INFORMATION GIVEN.
※ ※ ※

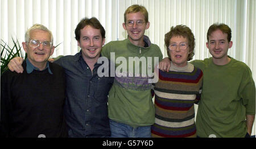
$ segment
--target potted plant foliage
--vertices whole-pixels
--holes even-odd
[[[2,74],[8,69],[8,64],[9,61],[15,57],[20,57],[27,58],[27,53],[24,55],[22,50],[22,46],[19,44],[18,40],[15,42],[12,38],[13,46],[11,47],[8,45],[8,44],[1,39],[1,75]]]

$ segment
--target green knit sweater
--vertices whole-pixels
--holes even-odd
[[[147,47],[136,46],[128,39],[111,42],[101,51],[103,56],[115,62],[116,76],[109,92],[109,117],[133,127],[150,126],[154,122],[152,84],[148,83],[148,74],[154,72],[155,61],[163,58],[158,45],[151,44],[146,36],[144,41]],[[110,52],[113,53],[110,55]],[[146,63],[140,60],[146,60]]]

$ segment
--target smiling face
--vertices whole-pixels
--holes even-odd
[[[214,63],[224,63],[228,60],[228,51],[232,47],[232,42],[228,40],[228,34],[217,30],[209,36],[207,47],[213,57]]]
[[[30,35],[30,40],[35,39],[40,42],[51,42],[50,34],[45,31],[40,30],[31,30]],[[42,43],[40,43],[38,47],[34,47],[31,45],[30,41],[23,42],[22,45],[24,50],[27,53],[28,60],[34,66],[39,69],[41,65],[46,65],[48,59],[53,53],[55,48],[54,46],[47,48]]]
[[[142,20],[144,22],[142,26],[138,26],[136,22]],[[127,23],[129,21],[133,21],[134,23],[132,26],[128,26]],[[123,23],[123,28],[127,31],[130,41],[136,45],[143,45],[143,35],[145,30],[148,29],[150,23],[146,23],[145,16],[140,11],[135,13],[129,13],[126,14],[126,22]]]
[[[80,30],[81,35],[78,45],[82,49],[84,59],[95,59],[100,57],[105,38],[102,38],[100,29],[86,26]]]
[[[185,49],[181,49],[180,45],[182,43],[188,44],[188,39],[182,36],[173,36],[170,40],[170,45],[175,44],[178,45],[175,50],[169,50],[169,53],[172,63],[179,67],[185,67],[187,64],[187,59],[189,53],[189,47],[188,46]]]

※ ※ ※

Please copy all the records above line for line, leaving out the pictures.

THE RESULT.
$ segment
--target potted plant foliage
--vertices whole-pixels
--holes even-odd
[[[2,74],[8,69],[8,64],[9,61],[15,57],[20,57],[27,58],[27,53],[24,55],[22,50],[22,46],[19,44],[18,40],[15,42],[12,38],[13,46],[11,47],[8,45],[8,44],[1,39],[1,75]]]

$ segment
--target green knit sweater
--vertices whole-pixels
--holes even-odd
[[[147,47],[136,46],[128,39],[111,42],[101,51],[103,56],[115,62],[116,76],[109,92],[109,117],[133,127],[150,126],[154,122],[152,84],[148,83],[148,74],[154,72],[155,61],[163,58],[158,45],[151,44],[146,36],[144,41]],[[110,52],[113,53],[110,55]],[[146,63],[140,60],[146,60]]]

$ segment
--target smiling face
--vertices whole-pixels
--holes even-odd
[[[214,63],[224,63],[228,60],[228,51],[232,47],[232,42],[228,40],[228,34],[217,30],[209,36],[207,47],[213,57]]]
[[[30,35],[30,40],[35,39],[40,42],[51,42],[50,34],[45,31],[40,30],[31,30]],[[42,43],[40,43],[38,47],[34,47],[31,45],[30,41],[23,42],[22,45],[24,50],[27,53],[28,60],[34,66],[39,69],[41,65],[46,65],[48,59],[53,53],[55,48],[54,46],[47,48]]]
[[[142,20],[144,22],[142,26],[138,26],[136,22]],[[127,23],[129,21],[133,21],[134,23],[132,26],[128,26]],[[123,23],[123,28],[127,31],[130,41],[136,45],[143,45],[143,35],[145,30],[148,29],[150,23],[146,23],[145,16],[140,11],[135,13],[129,13],[126,14],[126,22]]]
[[[80,30],[81,35],[78,45],[82,49],[84,59],[95,59],[100,57],[105,38],[102,38],[100,29],[86,26]]]
[[[185,49],[181,49],[180,45],[182,43],[188,44],[188,39],[182,36],[173,36],[170,40],[170,45],[175,44],[178,45],[175,50],[169,50],[169,53],[172,63],[179,67],[185,67],[187,64],[187,59],[189,53],[189,47],[188,46]]]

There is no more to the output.